Soal Latihan:
Menurut bagian teks, di alamat mana Kompleks SMA Perguruan Islam Republik Indonesia (PIRI) berada?

Bagian Teks:
######

YOGYAKARTA (voa-islam.com) - Ratusan massa umat Islam yang tergabung dalam Front Umat Islam Yogyakarta menggeruduk penganut Ahmadiyah Lahore yang sedang melakukan pengajian akbar tahunan di Kompleks SMA Perguruan Islam Republik Indonesia (PIRI) di Jalan Kemuning 14, Baciro, Yogyakarta. Massa dari ormas Islam itu menuntut pembubaran Ahmadiyah, Jumat 13 Januari 2012.
Ormas Islam itu terdiri dari, Gerakan Anti Maksiat (GAM), Gerakan Pemuda Ka'bah (GPK) dan Majelis Mujahidin Indonesia (MMI). Dalam spanduk massa pendemo tersebut tertulis, "Ahmadiyah sesat, Bubarkan".

######

Data hasil ekstraksi:
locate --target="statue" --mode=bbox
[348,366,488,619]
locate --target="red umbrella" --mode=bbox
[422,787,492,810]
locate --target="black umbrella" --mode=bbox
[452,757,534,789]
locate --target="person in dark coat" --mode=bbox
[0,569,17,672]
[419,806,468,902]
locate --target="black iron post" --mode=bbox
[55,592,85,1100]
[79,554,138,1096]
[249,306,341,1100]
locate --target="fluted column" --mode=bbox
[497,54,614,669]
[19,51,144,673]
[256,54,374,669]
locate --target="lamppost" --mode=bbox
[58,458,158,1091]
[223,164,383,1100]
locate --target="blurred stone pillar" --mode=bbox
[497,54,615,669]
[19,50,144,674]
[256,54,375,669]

######

Jawaban Soal:
Jalan Kemuning 14, Baciro, Yogyakarta.